[[ Source data, beginning ]]

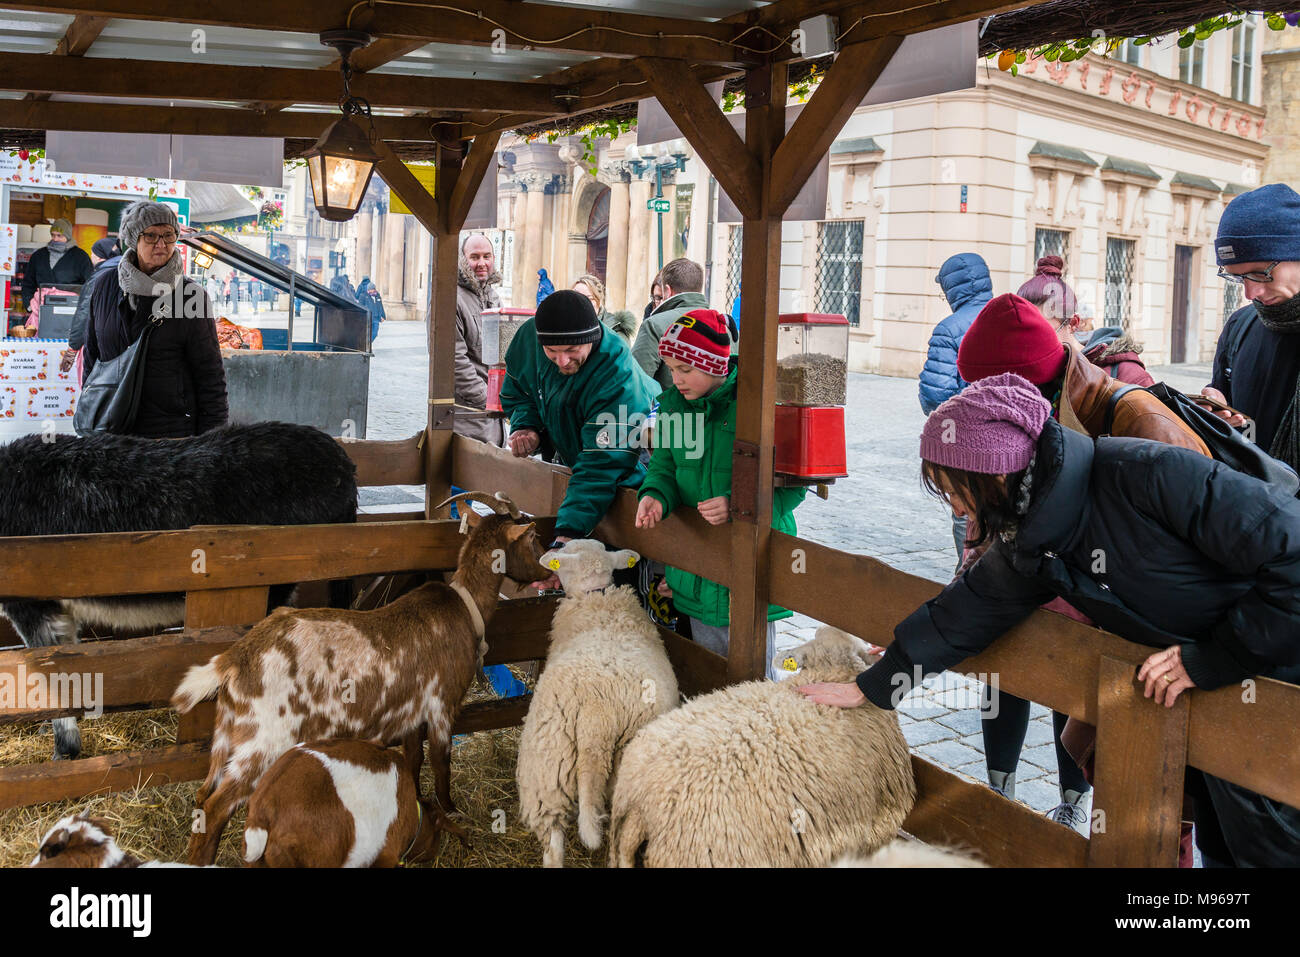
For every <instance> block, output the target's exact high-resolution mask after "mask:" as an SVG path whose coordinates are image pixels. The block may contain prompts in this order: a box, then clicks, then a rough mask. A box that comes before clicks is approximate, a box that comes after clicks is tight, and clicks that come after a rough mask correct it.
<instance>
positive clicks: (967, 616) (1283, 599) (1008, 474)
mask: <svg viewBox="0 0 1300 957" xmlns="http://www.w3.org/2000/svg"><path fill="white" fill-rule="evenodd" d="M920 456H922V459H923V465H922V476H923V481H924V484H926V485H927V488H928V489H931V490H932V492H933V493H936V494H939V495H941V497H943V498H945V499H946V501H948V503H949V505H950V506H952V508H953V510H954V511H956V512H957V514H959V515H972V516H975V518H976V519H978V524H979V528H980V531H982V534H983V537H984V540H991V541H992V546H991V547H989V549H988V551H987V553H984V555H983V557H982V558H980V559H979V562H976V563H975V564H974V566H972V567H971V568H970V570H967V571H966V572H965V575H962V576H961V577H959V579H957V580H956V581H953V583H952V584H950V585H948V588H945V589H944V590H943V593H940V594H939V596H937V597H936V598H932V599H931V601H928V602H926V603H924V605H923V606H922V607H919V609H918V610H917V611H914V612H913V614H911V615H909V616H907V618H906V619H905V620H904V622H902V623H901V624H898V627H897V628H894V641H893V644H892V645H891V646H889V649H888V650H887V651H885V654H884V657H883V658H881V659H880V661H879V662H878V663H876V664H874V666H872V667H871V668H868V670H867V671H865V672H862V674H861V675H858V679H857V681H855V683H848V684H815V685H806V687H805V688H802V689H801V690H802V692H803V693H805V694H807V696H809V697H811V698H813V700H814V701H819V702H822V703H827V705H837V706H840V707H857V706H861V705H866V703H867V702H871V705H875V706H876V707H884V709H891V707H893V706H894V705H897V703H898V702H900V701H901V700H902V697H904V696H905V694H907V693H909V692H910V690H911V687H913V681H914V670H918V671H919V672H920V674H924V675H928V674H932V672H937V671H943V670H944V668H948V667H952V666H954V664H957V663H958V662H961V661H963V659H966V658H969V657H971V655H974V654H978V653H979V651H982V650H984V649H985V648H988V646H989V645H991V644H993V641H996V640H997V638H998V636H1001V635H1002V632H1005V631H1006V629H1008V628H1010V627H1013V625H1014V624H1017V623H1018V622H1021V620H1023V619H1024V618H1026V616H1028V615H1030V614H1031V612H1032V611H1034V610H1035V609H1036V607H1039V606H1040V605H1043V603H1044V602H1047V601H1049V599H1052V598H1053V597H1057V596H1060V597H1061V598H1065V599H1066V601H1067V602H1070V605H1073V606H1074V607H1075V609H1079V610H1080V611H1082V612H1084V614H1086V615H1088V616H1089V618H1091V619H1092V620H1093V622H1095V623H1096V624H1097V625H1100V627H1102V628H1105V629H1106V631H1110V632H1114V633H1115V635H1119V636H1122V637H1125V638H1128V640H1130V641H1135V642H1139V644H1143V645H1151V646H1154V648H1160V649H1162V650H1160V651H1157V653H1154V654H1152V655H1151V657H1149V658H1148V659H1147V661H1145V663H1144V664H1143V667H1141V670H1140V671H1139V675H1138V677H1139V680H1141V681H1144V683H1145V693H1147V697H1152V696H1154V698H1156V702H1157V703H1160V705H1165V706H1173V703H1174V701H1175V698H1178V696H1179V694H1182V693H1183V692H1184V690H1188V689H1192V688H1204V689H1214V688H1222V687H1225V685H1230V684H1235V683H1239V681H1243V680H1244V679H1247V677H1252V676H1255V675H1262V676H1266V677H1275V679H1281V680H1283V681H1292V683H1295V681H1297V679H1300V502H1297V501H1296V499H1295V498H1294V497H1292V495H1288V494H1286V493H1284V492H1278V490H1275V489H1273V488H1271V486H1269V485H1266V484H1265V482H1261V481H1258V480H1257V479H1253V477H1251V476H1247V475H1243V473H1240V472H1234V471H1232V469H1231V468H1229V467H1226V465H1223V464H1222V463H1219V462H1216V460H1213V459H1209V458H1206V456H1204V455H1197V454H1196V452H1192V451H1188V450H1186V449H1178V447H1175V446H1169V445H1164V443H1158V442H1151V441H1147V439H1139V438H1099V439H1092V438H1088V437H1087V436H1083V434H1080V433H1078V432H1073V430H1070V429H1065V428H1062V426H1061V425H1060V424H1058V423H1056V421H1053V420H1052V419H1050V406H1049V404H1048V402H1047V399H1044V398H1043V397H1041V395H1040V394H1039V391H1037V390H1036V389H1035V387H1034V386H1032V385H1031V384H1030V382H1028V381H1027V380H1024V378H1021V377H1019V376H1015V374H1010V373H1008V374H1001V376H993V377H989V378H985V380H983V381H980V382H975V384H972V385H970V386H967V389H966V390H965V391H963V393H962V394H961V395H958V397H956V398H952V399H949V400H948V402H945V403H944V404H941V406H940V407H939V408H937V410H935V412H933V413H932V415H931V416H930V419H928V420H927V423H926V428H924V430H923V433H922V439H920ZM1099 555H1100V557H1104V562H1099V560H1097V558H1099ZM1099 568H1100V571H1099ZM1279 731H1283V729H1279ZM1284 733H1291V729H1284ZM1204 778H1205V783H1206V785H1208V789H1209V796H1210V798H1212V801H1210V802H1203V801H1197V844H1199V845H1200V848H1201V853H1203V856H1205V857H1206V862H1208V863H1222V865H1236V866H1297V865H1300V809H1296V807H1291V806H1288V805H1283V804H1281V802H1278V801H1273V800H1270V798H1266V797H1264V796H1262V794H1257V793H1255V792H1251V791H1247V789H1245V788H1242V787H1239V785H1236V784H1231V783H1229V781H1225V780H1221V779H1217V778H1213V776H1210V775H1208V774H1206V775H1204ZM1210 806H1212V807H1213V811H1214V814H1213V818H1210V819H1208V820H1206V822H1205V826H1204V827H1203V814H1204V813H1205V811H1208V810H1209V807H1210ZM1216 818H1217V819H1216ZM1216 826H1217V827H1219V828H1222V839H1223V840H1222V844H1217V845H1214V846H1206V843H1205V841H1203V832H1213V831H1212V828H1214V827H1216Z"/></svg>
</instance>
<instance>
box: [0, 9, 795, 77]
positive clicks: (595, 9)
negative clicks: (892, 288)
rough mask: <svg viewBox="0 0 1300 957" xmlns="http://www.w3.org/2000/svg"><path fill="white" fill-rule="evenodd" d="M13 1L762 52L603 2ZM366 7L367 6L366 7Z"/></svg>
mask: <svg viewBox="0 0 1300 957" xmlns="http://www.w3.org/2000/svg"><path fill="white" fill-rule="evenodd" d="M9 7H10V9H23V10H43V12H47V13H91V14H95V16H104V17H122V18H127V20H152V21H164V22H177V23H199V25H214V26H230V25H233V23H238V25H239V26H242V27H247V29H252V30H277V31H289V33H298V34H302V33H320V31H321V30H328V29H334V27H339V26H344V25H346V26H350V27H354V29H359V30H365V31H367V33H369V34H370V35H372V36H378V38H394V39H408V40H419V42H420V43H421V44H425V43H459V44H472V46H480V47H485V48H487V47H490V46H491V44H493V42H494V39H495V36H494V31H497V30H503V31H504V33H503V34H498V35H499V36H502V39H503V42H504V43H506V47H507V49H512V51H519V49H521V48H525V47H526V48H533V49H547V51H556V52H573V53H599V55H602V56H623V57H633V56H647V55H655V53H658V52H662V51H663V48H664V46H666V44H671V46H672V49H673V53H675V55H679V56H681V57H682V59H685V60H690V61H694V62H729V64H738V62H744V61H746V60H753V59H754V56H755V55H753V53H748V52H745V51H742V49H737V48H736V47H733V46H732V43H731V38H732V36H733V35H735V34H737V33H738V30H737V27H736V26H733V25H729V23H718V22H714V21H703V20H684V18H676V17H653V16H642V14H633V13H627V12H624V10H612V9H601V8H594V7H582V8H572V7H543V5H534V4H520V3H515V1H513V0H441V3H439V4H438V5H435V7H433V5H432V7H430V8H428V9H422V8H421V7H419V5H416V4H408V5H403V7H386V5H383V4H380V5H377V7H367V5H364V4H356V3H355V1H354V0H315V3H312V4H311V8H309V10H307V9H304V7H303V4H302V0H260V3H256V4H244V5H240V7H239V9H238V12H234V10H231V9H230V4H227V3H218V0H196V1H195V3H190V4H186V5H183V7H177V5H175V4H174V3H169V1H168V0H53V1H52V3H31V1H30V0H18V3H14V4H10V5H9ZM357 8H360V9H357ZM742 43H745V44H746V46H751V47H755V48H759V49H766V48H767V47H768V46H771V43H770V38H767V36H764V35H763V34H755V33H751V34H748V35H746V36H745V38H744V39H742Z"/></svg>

[[ Source data, end ]]

Action item - Which lines in the records above contain the word "positive"? Return each of them.

Answer section -
positive clicks: (967, 616) (1283, 599) (1008, 474)
positive clicks: (595, 9)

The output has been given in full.